# WHAT IS EXPECTED
In the discussion of cruelty below, list every object the writer names as something nobody bothers to torture.

# SELECTED PASSAGE
====

Is that hate? I mean, in some contexts it’d fall into the category, but I fear the word doesn’t capture the depth of the horror: total dehumanization. The behavior here strikes me as having the same character as incidents of extreme animal cruelty. Like when a group gets together and tortures a cat or dog to death, laughing all the while. That failure of character is nauseating enough. How the fuck does someone come to view animals like that? I cannot even wrap my head around the etiology of that psychological state. What am I supposed to do with *this*?
Hmmmyes. I suppose that’s what I meant by “hate.” That contempt, that indifference, that readiness to harm.
It’s…it’s hard to pin down. It’s not that they think of the victim as insentient, because nobody bothers to torture apples or stones or chairs. But they’re so profoundly inferior that torture becomes amusing?
I don’t know. I can never really fathom it. My aversion to actually seeing or hearing pain or grief (and I think this is just normal, nothing special to me) is so intense that I can’t really fathom enjoying it.
Mind you, texting the rape of a drunk person probably doesn’t require that kind of overcoming, but still…
From the Appeals Court judgement is seems that when the victim heard about him sharing the video she confronted him. He denied three was a video and then continued to share it. The first police investigator who interviewed the boys (sender and receivers of the video) told them, with his supervisors permission, to delete the video. It’s not super clear, but that may have been in the context of the girls family wanting to stop any further spread of the video.

====

# LISTED ENTRIES
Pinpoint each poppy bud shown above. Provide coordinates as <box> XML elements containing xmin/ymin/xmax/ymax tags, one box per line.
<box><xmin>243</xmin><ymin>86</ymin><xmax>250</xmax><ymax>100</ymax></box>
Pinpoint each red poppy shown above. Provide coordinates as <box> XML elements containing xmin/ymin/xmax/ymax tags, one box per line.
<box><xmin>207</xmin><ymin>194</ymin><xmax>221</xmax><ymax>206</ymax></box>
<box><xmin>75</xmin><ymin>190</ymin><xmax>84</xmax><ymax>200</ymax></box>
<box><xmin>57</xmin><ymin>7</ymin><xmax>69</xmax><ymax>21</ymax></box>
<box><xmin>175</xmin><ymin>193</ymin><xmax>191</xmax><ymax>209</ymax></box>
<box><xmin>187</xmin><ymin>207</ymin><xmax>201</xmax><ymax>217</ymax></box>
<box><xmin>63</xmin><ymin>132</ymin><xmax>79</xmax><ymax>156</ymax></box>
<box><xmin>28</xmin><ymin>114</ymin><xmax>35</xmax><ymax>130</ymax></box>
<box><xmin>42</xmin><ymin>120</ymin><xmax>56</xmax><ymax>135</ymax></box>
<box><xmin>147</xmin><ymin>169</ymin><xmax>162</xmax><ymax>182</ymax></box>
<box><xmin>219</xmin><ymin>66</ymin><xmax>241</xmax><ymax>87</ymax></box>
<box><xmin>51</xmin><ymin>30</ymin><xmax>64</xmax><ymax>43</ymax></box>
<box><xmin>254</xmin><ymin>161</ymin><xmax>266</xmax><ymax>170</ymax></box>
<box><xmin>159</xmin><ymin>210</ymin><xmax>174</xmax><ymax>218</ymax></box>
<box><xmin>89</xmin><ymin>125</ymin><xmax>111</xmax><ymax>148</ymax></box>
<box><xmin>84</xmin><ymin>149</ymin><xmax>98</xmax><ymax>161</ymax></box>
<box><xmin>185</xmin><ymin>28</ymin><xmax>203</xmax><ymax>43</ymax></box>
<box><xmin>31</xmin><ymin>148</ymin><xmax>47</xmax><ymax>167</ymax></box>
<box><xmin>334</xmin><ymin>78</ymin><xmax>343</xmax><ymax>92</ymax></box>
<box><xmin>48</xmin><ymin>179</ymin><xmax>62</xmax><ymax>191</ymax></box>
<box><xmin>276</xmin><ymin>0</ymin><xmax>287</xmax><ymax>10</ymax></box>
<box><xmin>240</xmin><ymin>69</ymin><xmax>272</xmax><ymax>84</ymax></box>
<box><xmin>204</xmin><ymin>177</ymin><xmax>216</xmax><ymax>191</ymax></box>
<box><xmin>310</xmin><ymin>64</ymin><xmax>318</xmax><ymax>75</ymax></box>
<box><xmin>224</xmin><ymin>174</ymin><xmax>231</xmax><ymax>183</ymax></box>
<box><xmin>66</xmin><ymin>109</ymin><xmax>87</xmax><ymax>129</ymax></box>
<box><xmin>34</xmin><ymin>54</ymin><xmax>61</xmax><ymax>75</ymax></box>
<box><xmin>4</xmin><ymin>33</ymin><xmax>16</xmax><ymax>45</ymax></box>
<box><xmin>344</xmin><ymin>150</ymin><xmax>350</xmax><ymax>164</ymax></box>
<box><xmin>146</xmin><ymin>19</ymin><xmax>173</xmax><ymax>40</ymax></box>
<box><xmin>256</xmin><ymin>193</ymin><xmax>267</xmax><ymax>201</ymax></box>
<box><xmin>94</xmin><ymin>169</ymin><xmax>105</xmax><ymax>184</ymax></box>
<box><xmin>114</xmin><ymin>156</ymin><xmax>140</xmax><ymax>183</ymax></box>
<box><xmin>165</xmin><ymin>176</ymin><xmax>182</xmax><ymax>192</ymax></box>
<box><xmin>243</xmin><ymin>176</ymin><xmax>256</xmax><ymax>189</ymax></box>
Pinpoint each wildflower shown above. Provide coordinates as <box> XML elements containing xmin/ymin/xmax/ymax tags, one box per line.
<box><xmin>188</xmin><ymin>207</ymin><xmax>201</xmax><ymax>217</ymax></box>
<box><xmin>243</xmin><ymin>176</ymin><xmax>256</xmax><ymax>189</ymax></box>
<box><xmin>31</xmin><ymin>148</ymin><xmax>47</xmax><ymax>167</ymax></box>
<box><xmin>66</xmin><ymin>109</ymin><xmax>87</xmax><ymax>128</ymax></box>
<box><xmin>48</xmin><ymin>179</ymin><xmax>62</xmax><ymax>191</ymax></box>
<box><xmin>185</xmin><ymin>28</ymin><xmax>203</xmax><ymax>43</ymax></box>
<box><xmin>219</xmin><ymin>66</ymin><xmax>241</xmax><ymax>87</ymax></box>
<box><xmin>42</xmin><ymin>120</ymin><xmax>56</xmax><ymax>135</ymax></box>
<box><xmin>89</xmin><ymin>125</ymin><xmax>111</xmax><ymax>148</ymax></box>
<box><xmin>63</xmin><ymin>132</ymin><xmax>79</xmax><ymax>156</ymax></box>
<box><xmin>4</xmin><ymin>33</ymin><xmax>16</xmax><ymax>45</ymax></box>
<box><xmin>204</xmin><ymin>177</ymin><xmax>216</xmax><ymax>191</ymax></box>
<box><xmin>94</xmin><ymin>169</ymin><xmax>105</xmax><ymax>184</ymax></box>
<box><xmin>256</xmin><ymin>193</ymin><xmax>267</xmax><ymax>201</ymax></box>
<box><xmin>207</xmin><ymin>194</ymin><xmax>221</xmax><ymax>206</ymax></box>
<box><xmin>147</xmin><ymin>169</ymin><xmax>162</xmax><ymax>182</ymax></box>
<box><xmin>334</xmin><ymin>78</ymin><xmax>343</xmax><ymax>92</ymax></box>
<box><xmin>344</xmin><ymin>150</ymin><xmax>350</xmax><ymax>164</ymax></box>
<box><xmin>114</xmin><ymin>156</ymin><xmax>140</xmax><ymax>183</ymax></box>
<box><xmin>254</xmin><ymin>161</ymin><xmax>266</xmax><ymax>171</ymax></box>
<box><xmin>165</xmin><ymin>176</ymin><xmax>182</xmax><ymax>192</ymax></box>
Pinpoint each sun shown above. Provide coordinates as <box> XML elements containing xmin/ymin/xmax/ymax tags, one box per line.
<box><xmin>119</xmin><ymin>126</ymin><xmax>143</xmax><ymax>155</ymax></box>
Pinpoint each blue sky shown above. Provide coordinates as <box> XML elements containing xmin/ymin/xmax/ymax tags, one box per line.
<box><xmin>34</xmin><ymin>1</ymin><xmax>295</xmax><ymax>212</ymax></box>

====

# ANSWER FOR THE TASK
Apples, stones, chairs